◆ **Task to carry out**: Could you rewrite everything in the material from the line containing "Prove it: the water" down to the end, requests included, with each box coordinate in the answers multiplied by 2.1 and rounded to the nearest whole number (halves rounded up)? Give only those lines.

◆ **Information supplied**:
* Start *

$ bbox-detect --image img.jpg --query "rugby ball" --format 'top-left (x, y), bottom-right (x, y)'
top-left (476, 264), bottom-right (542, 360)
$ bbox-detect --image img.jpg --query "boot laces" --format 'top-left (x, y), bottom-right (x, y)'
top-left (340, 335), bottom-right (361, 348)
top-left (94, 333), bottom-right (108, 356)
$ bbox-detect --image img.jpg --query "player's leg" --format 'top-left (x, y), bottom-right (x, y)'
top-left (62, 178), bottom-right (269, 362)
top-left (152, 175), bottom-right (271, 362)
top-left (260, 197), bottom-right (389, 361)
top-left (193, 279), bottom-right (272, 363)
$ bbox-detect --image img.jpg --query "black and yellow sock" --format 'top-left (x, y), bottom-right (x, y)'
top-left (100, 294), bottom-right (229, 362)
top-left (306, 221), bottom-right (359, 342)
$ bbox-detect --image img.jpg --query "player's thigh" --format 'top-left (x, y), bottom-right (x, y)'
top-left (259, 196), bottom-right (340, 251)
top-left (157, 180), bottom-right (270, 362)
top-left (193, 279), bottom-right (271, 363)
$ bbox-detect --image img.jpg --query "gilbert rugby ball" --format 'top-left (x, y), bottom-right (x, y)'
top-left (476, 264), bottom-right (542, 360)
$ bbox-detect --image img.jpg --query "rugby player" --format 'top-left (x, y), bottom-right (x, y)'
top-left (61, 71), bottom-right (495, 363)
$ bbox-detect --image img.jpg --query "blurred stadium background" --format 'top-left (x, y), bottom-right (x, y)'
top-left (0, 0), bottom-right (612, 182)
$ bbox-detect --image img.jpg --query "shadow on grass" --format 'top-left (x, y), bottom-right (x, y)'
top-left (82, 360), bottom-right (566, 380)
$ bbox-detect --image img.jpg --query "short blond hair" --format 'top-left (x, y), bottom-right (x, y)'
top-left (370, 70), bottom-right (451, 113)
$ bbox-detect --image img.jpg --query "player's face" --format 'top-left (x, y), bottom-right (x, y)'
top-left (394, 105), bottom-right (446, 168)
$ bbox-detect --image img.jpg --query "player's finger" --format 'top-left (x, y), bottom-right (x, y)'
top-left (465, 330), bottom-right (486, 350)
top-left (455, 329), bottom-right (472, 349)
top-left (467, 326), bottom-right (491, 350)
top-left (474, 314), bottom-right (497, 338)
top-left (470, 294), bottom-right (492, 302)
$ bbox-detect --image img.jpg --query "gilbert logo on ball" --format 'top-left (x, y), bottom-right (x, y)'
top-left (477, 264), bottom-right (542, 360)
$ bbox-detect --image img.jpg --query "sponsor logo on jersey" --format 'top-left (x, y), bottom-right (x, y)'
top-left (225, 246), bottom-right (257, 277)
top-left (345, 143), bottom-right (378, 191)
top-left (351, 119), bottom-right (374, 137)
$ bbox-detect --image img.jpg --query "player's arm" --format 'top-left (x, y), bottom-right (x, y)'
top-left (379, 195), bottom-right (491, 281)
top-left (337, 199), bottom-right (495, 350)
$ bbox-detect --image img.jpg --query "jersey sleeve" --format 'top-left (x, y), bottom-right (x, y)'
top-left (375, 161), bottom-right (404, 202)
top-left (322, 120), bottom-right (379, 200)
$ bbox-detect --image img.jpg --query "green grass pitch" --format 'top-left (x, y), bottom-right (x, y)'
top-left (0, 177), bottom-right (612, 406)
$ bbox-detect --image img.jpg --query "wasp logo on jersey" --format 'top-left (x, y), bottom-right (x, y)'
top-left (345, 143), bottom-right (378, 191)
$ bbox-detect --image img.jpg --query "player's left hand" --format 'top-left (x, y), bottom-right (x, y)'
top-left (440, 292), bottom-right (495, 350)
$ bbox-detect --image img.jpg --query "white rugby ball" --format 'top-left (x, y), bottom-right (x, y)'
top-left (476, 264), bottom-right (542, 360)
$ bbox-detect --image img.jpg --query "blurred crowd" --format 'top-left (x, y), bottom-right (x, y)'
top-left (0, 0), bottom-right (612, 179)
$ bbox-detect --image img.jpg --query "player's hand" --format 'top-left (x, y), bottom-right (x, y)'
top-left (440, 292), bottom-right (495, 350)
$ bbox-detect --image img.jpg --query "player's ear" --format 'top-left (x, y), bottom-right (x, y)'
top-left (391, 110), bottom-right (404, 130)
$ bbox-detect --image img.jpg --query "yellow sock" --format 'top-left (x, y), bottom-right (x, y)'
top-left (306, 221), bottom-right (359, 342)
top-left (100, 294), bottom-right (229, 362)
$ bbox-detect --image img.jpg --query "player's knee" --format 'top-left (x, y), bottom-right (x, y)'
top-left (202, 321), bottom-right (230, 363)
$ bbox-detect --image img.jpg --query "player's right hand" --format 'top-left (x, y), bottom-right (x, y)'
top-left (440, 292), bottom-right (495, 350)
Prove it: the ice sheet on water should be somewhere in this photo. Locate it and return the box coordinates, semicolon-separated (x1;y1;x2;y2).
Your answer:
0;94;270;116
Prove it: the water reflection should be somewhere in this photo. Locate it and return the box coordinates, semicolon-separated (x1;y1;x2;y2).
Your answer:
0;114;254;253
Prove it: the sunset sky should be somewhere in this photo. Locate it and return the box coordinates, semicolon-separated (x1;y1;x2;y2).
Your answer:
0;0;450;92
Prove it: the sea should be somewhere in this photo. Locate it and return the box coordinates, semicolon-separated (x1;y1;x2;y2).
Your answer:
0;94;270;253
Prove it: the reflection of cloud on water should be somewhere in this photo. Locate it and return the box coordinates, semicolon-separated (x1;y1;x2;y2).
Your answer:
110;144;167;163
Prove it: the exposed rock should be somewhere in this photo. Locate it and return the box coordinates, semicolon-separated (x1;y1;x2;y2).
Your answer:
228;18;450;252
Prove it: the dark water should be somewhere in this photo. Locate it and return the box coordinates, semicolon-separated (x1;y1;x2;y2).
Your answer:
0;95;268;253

* End *

◆ **The reply**:
Prove it: the water reflection should be somewhere in this photo. Locate it and return the box coordinates, semicolon-separated (x1;y1;x2;y2).
Your answer:
0;239;533;531
Prove it: the sunset sky should be somewhere in this photo. Locate it and return the box coordinates, semicolon-separated (x1;y1;x2;y2).
Your answer:
0;0;945;193
Prove it: the sea should be somewhere in this photo. Locate it and return the box coordinates, semicolon-separated (x1;y1;x2;y2).
Your answer:
0;197;567;531
Prove it: the reflection of cloud on water should be somewhere in this photo. Locate it and return the box coordinates, semicolon-separated (x1;y1;x2;y2).
Your answer:
231;302;351;342
Prove it: the exposed rock should be somewhere in this photo. Locate it and return the box coordinates, semicolon-separated (x1;y1;x2;y2).
Your answer:
479;38;945;529
Prove it: the dark water should be somewhere in this photo. Locate it and return the box coordinates, semicolon-separated (x1;y1;x2;y2).
Your answer:
0;200;563;531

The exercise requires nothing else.